Activities:
1. Can you repeat, word for word, the passage of the article about the anesthesiologist from "An erratic anesthesiologist’s" up to and including "after the incident."?
2. Which statements does the article about the anesthesiologist put in quotation marks as words Wong spoke? List each one.

Study text:
■ ■ ■ ■

Dr. McSeamy

An erratic anesthesiologist’s fishy behavior.

An anesthesiologist arrives at a hospital, sees the patient he’s about to put under, and announces: “I’m so tired, I can’t even see straight.” Sounds like a joke, right?

Wrong. That admission of incompetence, or words to that effect, is what anesthesiologist Jeffrey Wong actually told a patient at Grays Harbor Community Hospital in Aberdeen, according to state Department of Health (DOH) documents in a disciplinary case announced this past week. Did we mention that Wong wheeled into the hospital room on a bike?

The other surprise: Wong kept his job for two years after the incident.

Nor was that the only neon-red flag that Wong presented before he was finally canned last March. In July 2008, Wong—who had been practicing at the hospital for five years—again proclaimed his extreme fatigue. “I was up all night on call,” he told a woman about to have a C-section, according to the DOH documents. “I hope I can do anesthesia safely.”

Around the same time, he brought a fish tank into a sterile hospital room, exposing the area to bacteria.

Indeed, his behavior throughout his tenure, as described in the documents, was erratic. He biked through hospital hallways, distracted staff during surgeries (to which he arrived late) with humming and “other annoying sounds,” spread rumors, and left oxygen tubes running following surgery so often that hospital staff came to believe “it was a game” to Wong, DOH wrote.

Hospital spokesperson Linda Brown could not immediately explain why Wong kept practicing as long as he did. She said she would look into the matter.

DOH started investigating Wong after a staffer complained last spring. On Dec. 30, the agency filed a preliminary statement accusing the physician of unprofessional conduct and negligence. Final action has not yet been taken.

■ ■ ■ ■

Records provided:
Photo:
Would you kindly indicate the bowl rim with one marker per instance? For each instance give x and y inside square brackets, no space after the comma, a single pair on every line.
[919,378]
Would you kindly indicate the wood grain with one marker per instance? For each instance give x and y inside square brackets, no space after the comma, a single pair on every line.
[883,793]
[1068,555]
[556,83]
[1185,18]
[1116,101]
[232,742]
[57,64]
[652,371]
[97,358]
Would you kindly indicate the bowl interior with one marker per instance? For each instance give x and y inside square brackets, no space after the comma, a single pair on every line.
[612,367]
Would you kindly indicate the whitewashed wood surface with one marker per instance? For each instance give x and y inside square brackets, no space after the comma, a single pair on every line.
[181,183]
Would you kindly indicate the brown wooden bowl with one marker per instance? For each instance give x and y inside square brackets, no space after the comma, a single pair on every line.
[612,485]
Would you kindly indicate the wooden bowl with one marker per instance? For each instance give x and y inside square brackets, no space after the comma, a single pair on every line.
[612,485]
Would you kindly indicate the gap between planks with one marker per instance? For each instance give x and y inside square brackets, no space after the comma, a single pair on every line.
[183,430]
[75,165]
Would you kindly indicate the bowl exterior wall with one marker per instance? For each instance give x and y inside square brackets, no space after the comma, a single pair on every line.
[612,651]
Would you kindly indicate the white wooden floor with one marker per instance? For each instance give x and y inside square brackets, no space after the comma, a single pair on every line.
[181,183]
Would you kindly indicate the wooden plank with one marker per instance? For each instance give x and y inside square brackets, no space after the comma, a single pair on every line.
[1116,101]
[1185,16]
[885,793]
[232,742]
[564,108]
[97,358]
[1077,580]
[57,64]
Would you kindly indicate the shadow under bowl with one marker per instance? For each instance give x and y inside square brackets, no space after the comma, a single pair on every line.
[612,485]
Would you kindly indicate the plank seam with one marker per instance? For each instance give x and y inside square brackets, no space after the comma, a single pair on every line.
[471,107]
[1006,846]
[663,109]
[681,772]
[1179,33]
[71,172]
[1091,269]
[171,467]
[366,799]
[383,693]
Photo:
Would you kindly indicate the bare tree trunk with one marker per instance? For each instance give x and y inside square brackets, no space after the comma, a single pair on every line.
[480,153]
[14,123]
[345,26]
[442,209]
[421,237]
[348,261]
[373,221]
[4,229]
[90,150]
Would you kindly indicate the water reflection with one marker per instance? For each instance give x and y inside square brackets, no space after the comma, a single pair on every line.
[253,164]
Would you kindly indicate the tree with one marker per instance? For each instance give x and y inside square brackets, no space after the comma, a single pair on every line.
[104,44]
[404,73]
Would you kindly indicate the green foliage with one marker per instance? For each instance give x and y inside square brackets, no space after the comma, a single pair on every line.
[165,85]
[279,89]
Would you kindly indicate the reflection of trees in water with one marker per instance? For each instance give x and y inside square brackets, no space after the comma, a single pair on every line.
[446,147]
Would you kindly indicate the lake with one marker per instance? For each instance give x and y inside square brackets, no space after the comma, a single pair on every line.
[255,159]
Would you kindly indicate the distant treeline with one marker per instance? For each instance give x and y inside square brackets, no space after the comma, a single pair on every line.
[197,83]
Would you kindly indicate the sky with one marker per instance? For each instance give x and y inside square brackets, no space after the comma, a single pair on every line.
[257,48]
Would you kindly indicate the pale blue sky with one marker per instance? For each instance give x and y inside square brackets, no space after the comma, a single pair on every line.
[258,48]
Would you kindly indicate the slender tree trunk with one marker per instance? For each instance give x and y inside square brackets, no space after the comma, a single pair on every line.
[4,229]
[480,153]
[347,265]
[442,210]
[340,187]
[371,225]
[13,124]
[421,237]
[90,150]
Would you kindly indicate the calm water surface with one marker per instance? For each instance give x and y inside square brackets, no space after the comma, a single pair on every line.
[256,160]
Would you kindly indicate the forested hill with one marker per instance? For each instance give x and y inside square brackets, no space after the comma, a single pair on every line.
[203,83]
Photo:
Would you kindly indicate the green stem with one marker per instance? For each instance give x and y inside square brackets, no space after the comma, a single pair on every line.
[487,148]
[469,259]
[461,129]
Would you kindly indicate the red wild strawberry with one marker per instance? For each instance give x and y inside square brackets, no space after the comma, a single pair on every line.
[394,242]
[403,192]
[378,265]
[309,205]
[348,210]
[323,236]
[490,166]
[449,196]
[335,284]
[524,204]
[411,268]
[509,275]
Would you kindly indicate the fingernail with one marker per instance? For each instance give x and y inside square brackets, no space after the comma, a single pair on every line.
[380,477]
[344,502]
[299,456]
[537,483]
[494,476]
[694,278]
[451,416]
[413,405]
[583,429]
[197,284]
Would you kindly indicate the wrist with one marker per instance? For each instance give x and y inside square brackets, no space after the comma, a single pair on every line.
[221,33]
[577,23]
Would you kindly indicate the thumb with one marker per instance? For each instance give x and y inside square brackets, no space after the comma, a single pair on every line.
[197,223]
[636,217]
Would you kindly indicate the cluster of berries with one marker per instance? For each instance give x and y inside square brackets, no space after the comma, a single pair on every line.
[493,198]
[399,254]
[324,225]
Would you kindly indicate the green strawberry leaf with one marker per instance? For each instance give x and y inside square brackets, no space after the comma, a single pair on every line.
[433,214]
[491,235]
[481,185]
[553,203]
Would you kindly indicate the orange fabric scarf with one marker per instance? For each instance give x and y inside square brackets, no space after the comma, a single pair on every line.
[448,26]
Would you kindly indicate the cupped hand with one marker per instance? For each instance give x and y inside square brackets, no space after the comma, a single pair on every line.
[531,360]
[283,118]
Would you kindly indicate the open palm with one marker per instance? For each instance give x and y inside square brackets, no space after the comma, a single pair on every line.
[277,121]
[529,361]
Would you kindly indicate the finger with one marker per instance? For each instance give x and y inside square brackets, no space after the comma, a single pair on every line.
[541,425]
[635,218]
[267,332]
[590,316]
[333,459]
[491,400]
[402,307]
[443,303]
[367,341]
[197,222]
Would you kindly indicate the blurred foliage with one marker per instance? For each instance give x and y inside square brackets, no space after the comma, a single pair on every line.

■ ■ ■ ■

Answers in order:
1.
An erratic anesthesiologist’s fishy behavior.

An anesthesiologist arrives at a hospital, sees the patient he’s about to put under, and announces: “I’m so tired, I can’t even see straight.” Sounds like a joke, right?

Wrong. That admission of incompetence, or words to that effect, is what anesthesiologist Jeffrey Wong actually told a patient at Grays Harbor Community Hospital in Aberdeen, according to state Department of Health (DOH) documents in a disciplinary case announced this past week. Did we mention that Wong wheeled into the hospital room on a bike?

The other surprise: Wong kept his job for two years after the incident.

2.
- "I'm so tired, I can't even see straight."
- "I was up all night on call"
- "I hope I can do anesthesia safely."